(Named object pointing entries)
┏━━

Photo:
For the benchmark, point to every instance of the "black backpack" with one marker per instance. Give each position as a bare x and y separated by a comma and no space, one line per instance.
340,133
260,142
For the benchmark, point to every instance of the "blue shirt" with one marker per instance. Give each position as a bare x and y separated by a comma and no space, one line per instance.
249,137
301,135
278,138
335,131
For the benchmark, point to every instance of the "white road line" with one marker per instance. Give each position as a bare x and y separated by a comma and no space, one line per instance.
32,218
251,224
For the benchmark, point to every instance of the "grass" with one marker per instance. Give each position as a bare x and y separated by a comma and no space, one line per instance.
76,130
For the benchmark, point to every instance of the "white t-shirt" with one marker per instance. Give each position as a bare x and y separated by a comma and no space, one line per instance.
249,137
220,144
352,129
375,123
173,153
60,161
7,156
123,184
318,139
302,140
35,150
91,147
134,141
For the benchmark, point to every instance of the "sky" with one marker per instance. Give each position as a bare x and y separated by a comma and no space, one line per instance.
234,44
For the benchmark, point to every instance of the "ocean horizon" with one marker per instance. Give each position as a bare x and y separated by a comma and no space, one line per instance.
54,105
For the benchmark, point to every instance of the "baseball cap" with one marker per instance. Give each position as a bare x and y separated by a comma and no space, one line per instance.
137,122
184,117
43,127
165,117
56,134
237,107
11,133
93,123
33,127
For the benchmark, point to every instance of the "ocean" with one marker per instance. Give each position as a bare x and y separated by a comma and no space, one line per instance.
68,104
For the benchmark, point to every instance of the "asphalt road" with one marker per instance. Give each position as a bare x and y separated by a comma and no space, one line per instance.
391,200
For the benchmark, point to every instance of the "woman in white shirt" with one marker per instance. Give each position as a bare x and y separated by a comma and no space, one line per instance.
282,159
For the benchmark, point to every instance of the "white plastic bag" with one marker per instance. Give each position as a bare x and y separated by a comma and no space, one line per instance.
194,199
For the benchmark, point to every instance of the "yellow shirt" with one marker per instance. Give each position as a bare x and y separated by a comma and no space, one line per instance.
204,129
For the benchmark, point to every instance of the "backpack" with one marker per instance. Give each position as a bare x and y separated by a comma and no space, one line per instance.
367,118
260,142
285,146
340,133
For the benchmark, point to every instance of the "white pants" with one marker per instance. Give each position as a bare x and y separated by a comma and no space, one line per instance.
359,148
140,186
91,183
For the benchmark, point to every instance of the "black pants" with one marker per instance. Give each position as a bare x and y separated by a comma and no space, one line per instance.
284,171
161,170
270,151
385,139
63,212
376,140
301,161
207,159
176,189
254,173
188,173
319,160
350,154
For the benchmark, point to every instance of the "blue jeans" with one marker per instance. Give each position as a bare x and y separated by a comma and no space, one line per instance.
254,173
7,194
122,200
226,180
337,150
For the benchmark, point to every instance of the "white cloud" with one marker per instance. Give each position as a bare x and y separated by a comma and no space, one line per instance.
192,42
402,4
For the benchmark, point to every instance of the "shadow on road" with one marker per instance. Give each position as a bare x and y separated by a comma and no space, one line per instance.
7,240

┗━━

> [Task details]:
Reproduce each entry exactly, leaving out nothing.

> [Exercise solution]:
Photo:
For the benchmark, point to every instance of the "black backpack" with one marker per instance. Give each position as a bare x and y separated by a comma and no space, one line per instance.
340,133
260,142
For the benchmark, point to every instance of the "blue shirt" with one marker per instance. Give each position as a bare x and y separated by a comma and no space, one line per instance.
249,137
301,135
278,138
335,131
For the benchmark, point to every instance of the "white road line" with one marker per instance. Give each position as a bare x and y separated by a comma and no space, one line per instance.
32,218
251,224
For the benchmark, point to every instance of the "grass" with one marker per instance. Give each position as a bare x and y separated by a comma and no space, one line per instance.
76,130
For the benchmark, point to every instance of the "white t-shirt" with one marker per instance. Give each position as a bare x and y separated by a comma and no space, one line per instance.
249,137
220,144
352,129
375,123
173,153
60,161
7,156
123,184
318,139
302,140
35,150
91,147
134,141
For the benchmark, point to every instance of the "sky" with one marker per instance. Give each position as a bare x and y separated by a comma and no space, one line per instance.
234,44
For the benchmark, point to every instance of the "ocean horizon" with one marker per instance. Give each position as a bare x and y separated by a comma and no space, one line per instance.
54,105
For the benchmark, point to every instance of the "baseball cap" with one marker per instance. Give each position as a bare x and y separated by a comma and no space, one line per instance.
137,122
184,117
43,127
165,117
56,134
237,107
11,133
93,123
33,127
For the benchmark, point to every instance of the "ocean" with one marker per instance. Give each position as a bare x and y separated by a comma and no space, one line per instance.
68,104
For the benchmark, point to every instance of the "asphalt road" with one marker per instance. Give each position as a bare x and y separated by a comma and no space, one line per instance.
391,200
For the benchmark, point to every instance of the "woman in white shirt" with one marker per instance. Give each position as a bare x and y separated by a comma and no space, one line per instance.
282,159
For the benchmark, point to every instance of the "white plastic bag" with one marker per instance. Give each position as a bare x and y separated by a comma and no space, one line per instance.
194,199
For the benchmark, point to every instance of the "yellow shirt" with one marker per instance. Give each position as a bare x and y separated by a comma and no space, one line per instance.
204,129
For the benchmark, point to every instance of the "backpack" with one marker per instance. Give each position as a bare x and y separated by a comma and no space, one line per instance.
367,118
260,142
285,146
340,133
For the benchmark, point to every instance of the "white pants" with one marker per instance. Give each position as a bare x and y separated by a comma and no space, one line per instance.
359,148
140,186
91,183
For the benchmark, point to every instance of the "black pants" with one marker per instance. Give each position as a bare x and y separated by a comma and no space, one line per instance.
284,171
161,170
270,151
385,139
63,212
376,140
301,161
207,159
176,189
254,173
188,173
319,160
350,154
For the benchmark, point to every instance of the "blue jeans" with one marker per instance. Give each position as a bare x and y separated by a comma and no space, one line per instance.
254,173
7,194
122,200
226,180
337,150
For the benchmark, point to every instance of the "white cloud" with one marker per instance. Give each position as a bare x and y separated by a comma and no space, one line per instance.
192,42
402,4
For the benchmark, point to every instance of the "shadow on road" with one marker per instance. Give each position as a bare x and y separated by a comma and no space, one line per instance.
7,240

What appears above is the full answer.